Suka atau tidak suka, kehidupan bangsa ini telah terbelah, yang hampir pasti sudah bukan dalam batasan ekonomi saja. Keterbelahan dalam kehidupan disekitar kita sudah merambat dalam batasan sosial, politik bahkan budaya. Sepatutnya kita perlu miris membayangkan dampak kumulatifnya. Kita semua perlu tergugah, sebelum dampaknya berakumulasi dan menciptakan ‘tsunami’ social unrest di Nusantara ini. Perlu ada kejujuran untuk mencermati perspektif perkembangan perekonomian Indonesia, dan mencoba menatap kesejahteraan rakyat, yang masih ada di kejauhan. Seperti itu judul yang saya pilih hari ini, ‘PERSPEKTIF PERKEMBANGAN PEREKONOMIAN INDONESIA : Menatap Kesejahteraan Rakyat di Kejauhan’

Hadirin sekalian,

Beralasankah kita mempersoalkan, setidaknya mencoba menatap kesejahteraan rakyat dewasa ini? Kiranya, menjadi hal yang sangat patut untuk menyediakan ruang dan waktu untuk mempersoalkannya. Betapa tidak, dalam kurun waktu lebih empat dekade terakhir, perkembangan perekonomian Indonesia dalam ukuran besaran skalanya, sungguh amat menggembirakan dan bisa membanggakan kita semua sebagai bangsa. Tetapi bila social unrest yang demikian semakin mudah meletup, dan cenderung terjadi setiap saat, terkait langsung dengan tingkat kesejahteraan rakyat, maka apa makna skala perekonomian yang semakin besar ini.

Petunjuk Latihan:
1. Salin bagian kutipan teks tentang perekonomian Indonesia, mulai dari kata-kata yang memuat "Beralasankah kita mempersoalkan, setidaknya" dan berhenti setelah "semakin besar ini.".
2. Ringkas paragraf dalam kutipan teks tentang perekonomian Indonesia yang diawali "Beralasankah kita mempersoalkan" menjadi lebih pendek, tanpa menghilangkan fakta utamanya.

Entri pelabelan kontur:
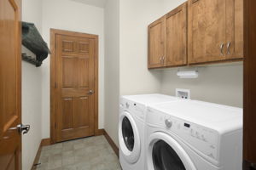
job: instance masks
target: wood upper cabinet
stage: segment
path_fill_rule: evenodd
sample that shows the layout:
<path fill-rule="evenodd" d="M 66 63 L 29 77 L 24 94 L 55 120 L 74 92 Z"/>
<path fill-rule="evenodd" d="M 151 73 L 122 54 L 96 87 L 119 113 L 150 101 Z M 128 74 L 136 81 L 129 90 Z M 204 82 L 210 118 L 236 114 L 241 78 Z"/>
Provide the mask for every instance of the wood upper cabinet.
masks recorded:
<path fill-rule="evenodd" d="M 148 26 L 148 68 L 164 66 L 166 57 L 166 16 Z"/>
<path fill-rule="evenodd" d="M 243 57 L 242 0 L 189 0 L 189 64 Z"/>
<path fill-rule="evenodd" d="M 244 56 L 243 6 L 243 0 L 226 0 L 226 59 Z"/>
<path fill-rule="evenodd" d="M 165 66 L 187 64 L 187 3 L 166 14 Z"/>

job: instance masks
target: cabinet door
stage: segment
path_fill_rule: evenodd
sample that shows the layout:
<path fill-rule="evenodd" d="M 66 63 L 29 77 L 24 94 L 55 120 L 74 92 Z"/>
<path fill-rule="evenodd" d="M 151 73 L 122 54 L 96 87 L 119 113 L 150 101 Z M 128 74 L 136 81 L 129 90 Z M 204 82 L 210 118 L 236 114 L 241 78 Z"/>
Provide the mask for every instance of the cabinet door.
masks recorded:
<path fill-rule="evenodd" d="M 189 0 L 189 64 L 225 59 L 225 1 Z"/>
<path fill-rule="evenodd" d="M 187 64 L 187 3 L 166 15 L 166 66 Z"/>
<path fill-rule="evenodd" d="M 226 0 L 226 59 L 243 58 L 243 0 Z"/>
<path fill-rule="evenodd" d="M 164 66 L 166 56 L 166 17 L 148 26 L 148 68 Z"/>

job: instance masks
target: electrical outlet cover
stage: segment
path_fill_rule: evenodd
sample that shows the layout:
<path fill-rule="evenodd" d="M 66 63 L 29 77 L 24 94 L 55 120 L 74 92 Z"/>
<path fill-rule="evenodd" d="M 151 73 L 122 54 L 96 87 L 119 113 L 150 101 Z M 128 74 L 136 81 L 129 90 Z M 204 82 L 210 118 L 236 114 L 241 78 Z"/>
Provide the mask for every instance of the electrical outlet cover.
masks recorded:
<path fill-rule="evenodd" d="M 190 90 L 176 88 L 176 97 L 182 98 L 184 99 L 190 99 Z"/>

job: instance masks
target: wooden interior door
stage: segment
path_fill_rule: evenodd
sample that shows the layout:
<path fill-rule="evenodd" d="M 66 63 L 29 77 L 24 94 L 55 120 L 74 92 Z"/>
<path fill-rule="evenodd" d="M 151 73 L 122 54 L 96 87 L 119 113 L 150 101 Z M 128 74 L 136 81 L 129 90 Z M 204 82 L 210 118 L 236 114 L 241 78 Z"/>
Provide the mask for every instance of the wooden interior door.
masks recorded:
<path fill-rule="evenodd" d="M 21 169 L 20 0 L 0 0 L 0 169 Z"/>
<path fill-rule="evenodd" d="M 166 17 L 162 17 L 148 26 L 148 68 L 164 66 L 166 32 Z"/>
<path fill-rule="evenodd" d="M 226 0 L 226 59 L 243 58 L 243 0 Z"/>
<path fill-rule="evenodd" d="M 189 0 L 189 64 L 225 59 L 225 1 Z"/>
<path fill-rule="evenodd" d="M 166 15 L 166 66 L 187 64 L 187 3 Z"/>
<path fill-rule="evenodd" d="M 97 37 L 57 34 L 56 142 L 94 135 Z"/>

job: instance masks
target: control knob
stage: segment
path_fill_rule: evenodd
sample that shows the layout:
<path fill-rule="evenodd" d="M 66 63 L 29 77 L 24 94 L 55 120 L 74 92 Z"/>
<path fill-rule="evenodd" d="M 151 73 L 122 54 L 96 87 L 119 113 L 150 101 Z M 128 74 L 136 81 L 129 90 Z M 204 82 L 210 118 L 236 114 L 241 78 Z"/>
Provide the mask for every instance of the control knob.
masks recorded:
<path fill-rule="evenodd" d="M 166 119 L 165 122 L 166 122 L 166 126 L 168 128 L 170 128 L 172 127 L 172 121 L 170 119 Z"/>

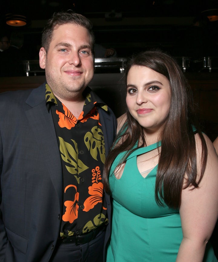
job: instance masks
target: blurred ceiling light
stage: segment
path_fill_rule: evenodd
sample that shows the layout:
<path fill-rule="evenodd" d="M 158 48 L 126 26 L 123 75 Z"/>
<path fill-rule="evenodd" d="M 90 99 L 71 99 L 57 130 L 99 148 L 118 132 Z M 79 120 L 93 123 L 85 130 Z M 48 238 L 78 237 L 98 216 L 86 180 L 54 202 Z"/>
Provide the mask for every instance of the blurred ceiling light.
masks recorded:
<path fill-rule="evenodd" d="M 5 15 L 6 23 L 12 26 L 22 26 L 26 25 L 26 18 L 23 15 L 7 14 Z"/>
<path fill-rule="evenodd" d="M 207 17 L 210 22 L 218 20 L 218 9 L 209 9 L 201 12 L 201 14 Z"/>

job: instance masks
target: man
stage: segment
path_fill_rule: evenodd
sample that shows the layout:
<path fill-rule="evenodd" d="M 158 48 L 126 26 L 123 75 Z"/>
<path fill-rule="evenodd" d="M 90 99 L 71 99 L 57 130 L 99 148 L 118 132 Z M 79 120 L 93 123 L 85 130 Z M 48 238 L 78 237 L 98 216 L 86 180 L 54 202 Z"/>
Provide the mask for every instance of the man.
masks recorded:
<path fill-rule="evenodd" d="M 87 87 L 91 28 L 80 15 L 54 14 L 39 53 L 46 83 L 0 96 L 0 261 L 103 261 L 111 208 L 101 175 L 117 124 Z"/>
<path fill-rule="evenodd" d="M 10 43 L 8 37 L 3 33 L 0 35 L 0 52 L 3 52 L 6 50 L 9 47 Z"/>

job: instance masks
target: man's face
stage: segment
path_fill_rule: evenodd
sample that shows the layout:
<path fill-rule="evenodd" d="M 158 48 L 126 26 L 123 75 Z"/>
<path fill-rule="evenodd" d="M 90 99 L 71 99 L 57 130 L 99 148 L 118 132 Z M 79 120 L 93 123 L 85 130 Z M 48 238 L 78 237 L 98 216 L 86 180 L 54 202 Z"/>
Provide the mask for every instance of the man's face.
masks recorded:
<path fill-rule="evenodd" d="M 88 32 L 83 27 L 68 23 L 54 29 L 47 53 L 39 52 L 40 65 L 55 94 L 70 100 L 82 93 L 94 74 L 94 59 Z"/>
<path fill-rule="evenodd" d="M 5 51 L 9 47 L 10 44 L 9 40 L 7 36 L 3 37 L 0 41 L 0 49 Z"/>

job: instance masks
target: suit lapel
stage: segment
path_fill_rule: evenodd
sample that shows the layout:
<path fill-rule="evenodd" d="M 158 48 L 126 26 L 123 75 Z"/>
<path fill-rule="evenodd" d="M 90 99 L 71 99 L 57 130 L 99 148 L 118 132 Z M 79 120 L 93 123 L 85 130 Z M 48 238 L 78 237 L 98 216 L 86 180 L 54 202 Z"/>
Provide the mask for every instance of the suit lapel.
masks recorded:
<path fill-rule="evenodd" d="M 51 113 L 45 105 L 45 84 L 34 90 L 26 103 L 32 108 L 25 113 L 38 144 L 40 153 L 48 166 L 45 174 L 50 175 L 59 199 L 62 199 L 62 170 L 58 143 Z M 62 203 L 60 202 L 60 206 Z"/>

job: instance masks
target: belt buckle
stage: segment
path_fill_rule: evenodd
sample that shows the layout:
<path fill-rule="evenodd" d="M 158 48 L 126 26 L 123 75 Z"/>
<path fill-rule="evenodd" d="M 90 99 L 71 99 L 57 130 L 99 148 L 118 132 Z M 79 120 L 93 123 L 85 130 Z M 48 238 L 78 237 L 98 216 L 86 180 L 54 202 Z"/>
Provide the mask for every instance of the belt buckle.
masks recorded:
<path fill-rule="evenodd" d="M 75 245 L 76 245 L 76 246 L 78 246 L 80 244 L 78 244 L 78 236 L 77 236 L 77 235 L 76 236 L 76 240 L 75 241 Z"/>

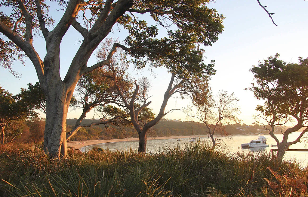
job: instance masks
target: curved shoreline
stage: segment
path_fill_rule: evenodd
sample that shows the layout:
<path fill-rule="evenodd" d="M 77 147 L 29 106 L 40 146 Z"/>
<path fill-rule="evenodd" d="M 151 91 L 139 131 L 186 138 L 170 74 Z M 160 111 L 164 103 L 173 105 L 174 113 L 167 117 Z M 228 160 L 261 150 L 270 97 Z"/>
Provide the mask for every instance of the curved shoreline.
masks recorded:
<path fill-rule="evenodd" d="M 194 137 L 207 137 L 207 135 L 196 136 Z M 165 136 L 164 137 L 148 137 L 148 140 L 162 140 L 164 139 L 176 139 L 179 137 L 182 138 L 188 138 L 190 137 L 189 136 Z M 128 141 L 138 141 L 139 138 L 134 137 L 133 138 L 124 139 L 111 139 L 110 140 L 85 140 L 84 141 L 73 141 L 67 142 L 68 147 L 77 149 L 101 144 L 105 143 L 111 143 L 112 142 L 118 142 Z"/>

Jawaban Soal:
1.
Beralasankah kita mempersoalkan, setidaknya mencoba menatap kesejahteraan rakyat dewasa ini? Kiranya, menjadi hal yang sangat patut untuk menyediakan ruang dan waktu untuk mempersoalkannya. Betapa tidak, dalam kurun waktu lebih empat dekade terakhir, perkembangan perekonomian Indonesia dalam ukuran besaran skalanya, sungguh amat menggembirakan dan bisa membanggakan kita semua sebagai bangsa. Tetapi bila social unrest yang demikian semakin mudah meletup, dan cenderung terjadi setiap saat, terkait langsung dengan tingkat kesejahteraan rakyat, maka apa makna skala perekonomian yang semakin besar ini.

2. Kesejahteraan rakyat saat ini layak diberi ruang dan waktu untuk dipersoalkan. Selama lebih dari empat dekade terakhir, skala perekonomian Indonesia tumbuh sangat menggembirakan dan membanggakan. Namun, kalau social unrest makin mudah meletup dan cenderung terjadi setiap saat karena terkait langsung dengan tingkat kesejahteraan rakyat, makna skala ekonomi yang makin besar itu patut dipertanyakan.